(Beginning of Passage for review)

Knight Crusader
- Cover of first edition
- Author: Ronald Welch
- Illustrator: William Stobbs
- Language: English
- Series: Carey family
- Subject: Crusader states, Third Crusade, Anglo-Norman England
- Genre: Children's historical novel
- Publisher: Oxford University Press
- Publication date: 1954
- Publication place: United Kingdom
- Media type: Print (hardcover)
- Pages: 272 pp (first edition)
- ISBN: 0192770861 (1979)
- OCLC: 315242056
- LC Class: PZ7.W4489 Kn

= Knight Crusader =

1954 book by Ronald Welch

Knight Crusader, "the story of Philip d'Aubigny", is a children's historical novel by Ronald Welch (Ronald Oliver Fenton), first published by Oxford in 1954 with illustrations by William Stobbs. It is set primarily in the Crusader states of Outremer in the twelfth century and features the Battle of Hattin and the Third Crusade. Welch won the annual Carnegie Medal from the Library Association, recognising the year's best children's book by a British subject.

==Plot summary==

The novel is divided into three parts: the first part leads up to the Battle of Hattin; the second part, set four years later, shows Philip d'Aubigny's escape from captivity at the time of the Third Crusade, and the final part deals with Philip's reclaiming his ancestral lands in the Welsh Marches.

At the beginning of the novel, Outremer has been in existence for nearly one hundred years since the capture of Jerusalem in 1099. However, the Emir Saladin is uniting the Islamic forces against the Crusader states. The great military orders of the Knights Templar and Knights Hospitaller are eager for the fray, but others are concerned that there are not enough Christian knights in Outremer to form an effective field army while continuing to garrison the castles that protect the Latin Kingdom. Saladin invades Outremer and besieges Tiberias. Guy of Lusignan, the charming but weak-willed King of Jerusalem, is swayed by poor advice to march the assembled forces of Outremer to the relief of the city across a waterless plain at the height of summer. Debilitated by the desert conditions before the battle even begins, the Christian army suffers a devastating defeat at Hattin. Most of the weakly-held fortresses of Outremer fall to Saladin and Jerusalem is taken by the Muslim armies.

(End of Passage for review)

Problems and tasks |
(1) According to the Knight Crusader article, which award did Ronald Welch win?
(2) Using the Knight Crusader article, explain why some in Outremer were uneasy even though the Templars and Hospitallers were eager to fight Saladin.
(3) Carry on the Knight Crusader article's plot summary from its final sentence.

(Beginning of Dataset entries)

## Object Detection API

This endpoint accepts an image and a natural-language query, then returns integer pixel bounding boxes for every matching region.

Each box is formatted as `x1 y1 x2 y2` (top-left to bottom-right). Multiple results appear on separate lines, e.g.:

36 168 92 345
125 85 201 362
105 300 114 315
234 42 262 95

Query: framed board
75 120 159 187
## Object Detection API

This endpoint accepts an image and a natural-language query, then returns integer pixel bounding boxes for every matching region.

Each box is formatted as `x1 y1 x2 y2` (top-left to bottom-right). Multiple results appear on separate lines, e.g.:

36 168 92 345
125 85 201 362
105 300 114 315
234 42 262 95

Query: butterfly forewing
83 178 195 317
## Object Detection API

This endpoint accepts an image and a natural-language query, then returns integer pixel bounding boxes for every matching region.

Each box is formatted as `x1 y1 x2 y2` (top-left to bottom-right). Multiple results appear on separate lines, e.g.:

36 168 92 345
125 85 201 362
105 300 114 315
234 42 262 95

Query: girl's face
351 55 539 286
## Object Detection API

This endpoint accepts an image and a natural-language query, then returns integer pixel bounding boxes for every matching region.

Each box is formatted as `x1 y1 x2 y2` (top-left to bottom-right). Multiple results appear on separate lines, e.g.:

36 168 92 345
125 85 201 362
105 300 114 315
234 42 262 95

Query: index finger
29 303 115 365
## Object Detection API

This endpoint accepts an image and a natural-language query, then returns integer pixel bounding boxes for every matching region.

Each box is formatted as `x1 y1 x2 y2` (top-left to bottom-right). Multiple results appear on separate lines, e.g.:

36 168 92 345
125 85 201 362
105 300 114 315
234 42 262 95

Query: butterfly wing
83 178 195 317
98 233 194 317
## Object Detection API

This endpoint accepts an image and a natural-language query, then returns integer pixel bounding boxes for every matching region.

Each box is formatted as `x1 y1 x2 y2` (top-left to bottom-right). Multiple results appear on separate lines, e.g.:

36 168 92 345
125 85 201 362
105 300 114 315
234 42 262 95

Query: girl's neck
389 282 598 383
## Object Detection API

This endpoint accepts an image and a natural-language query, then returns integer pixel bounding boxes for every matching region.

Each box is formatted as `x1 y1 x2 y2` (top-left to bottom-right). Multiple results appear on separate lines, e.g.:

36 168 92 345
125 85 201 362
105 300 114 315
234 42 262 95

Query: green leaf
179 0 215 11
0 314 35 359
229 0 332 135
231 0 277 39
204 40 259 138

(End of Dataset entries)

Answers to this exercise |
(1) The annual Carnegie Medal from the Library Association.

(2) They worried that Outremer did not have enough Christian knights to form an effective field army while still garrisoning the castles that protected the Latin Kingdom.

(3)
These events are shown through the experiences of Philip d'Aubigny. Philip is a young nobleman who was born in Outremer, descendant of a Norman knight who rode with the First Crusade. Philip's father is a Baron of the High Court of Jerusalem and lord of the castle of Blanch Garde. Philip befriends a Turk, Jusuf, whom he rescues from robbers, and later impresses the king by his superior swordsmanship in a duel, gaining his knighthood. Philip overhears much discussion about the complex political and military situation. He suffers on the desert march, sees his father die in battle and is taken prisoner.

Philip has a relatively easy captivity in the household of Jusuf's father Usamah in Damascus, but chafes to be free. With the Hospitallers help he and his friend Gilbert escape over the walls. They make their way to Krak, the great Hospitaller fortress, after an encounter with the Assassins. Philip commits himself to the service of Richard of England and during the campaigns of the Third Crusade becomes one of the most celebrated knights of Christendom.

In the final chapters of the novel, Philip and his company of Crusaders arrive in Britain, where he takes part in a jousting tournament at Cardiff Castle. He learns from his squire's father that his family's castle at Llanstephan has been taken by an ally of Prince John's and leads a raiding party to win it back.

A notable aspect of the book is the bringing into contrast of the refinements of the medieval Islamic civilisation, which had been adopted by the Outremer noblemen, with the comparatively stark and crude European living conditions of the time, and the suggestion that the returning Crusaders brought Eastern standards of luxury and culture to the West.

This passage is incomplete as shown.